DESCRIPTION OF THE TASK: Copy word for word, and only, the lines below from the one with "Can you find the city" through the last.

EXTRACTED MATERIAL:
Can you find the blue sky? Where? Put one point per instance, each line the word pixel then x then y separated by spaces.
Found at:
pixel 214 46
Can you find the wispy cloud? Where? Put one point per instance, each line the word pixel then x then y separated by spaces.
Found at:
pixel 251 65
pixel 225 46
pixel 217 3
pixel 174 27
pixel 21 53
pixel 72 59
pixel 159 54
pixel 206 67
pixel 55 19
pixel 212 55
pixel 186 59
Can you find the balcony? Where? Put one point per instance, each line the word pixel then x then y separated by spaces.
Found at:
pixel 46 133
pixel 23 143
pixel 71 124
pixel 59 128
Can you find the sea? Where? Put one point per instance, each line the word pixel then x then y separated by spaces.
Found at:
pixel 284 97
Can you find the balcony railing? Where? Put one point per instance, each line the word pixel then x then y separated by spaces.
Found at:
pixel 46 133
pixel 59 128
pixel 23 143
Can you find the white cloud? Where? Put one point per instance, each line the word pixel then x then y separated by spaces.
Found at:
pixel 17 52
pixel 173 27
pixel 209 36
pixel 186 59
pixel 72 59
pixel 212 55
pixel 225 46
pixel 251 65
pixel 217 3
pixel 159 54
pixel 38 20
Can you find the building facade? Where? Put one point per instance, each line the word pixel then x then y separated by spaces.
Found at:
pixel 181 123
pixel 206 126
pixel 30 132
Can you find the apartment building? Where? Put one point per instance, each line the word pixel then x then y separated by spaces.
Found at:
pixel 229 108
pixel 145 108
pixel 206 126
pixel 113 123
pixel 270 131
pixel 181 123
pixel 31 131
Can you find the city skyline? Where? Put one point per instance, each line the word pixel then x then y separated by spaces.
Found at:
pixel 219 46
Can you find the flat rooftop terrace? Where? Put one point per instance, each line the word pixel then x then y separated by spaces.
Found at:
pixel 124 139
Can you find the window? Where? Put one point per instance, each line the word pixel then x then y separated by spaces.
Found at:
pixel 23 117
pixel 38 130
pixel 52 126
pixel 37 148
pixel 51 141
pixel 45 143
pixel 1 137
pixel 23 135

TASK ANSWER:
Can you find the city skyline? Where? Put one point per instance, each line the word pixel then x then y separated by spaces.
Found at:
pixel 219 46
Can you find the flat rooftop terrace? Where? Put one point per instance, each line the word pixel then x then y separated by spaces.
Found at:
pixel 124 139
Can you find the window? Where? Put one point per instance, each line the word pixel then x then y separated by spaces.
Found at:
pixel 23 117
pixel 38 130
pixel 52 126
pixel 37 148
pixel 51 141
pixel 45 143
pixel 1 137
pixel 23 135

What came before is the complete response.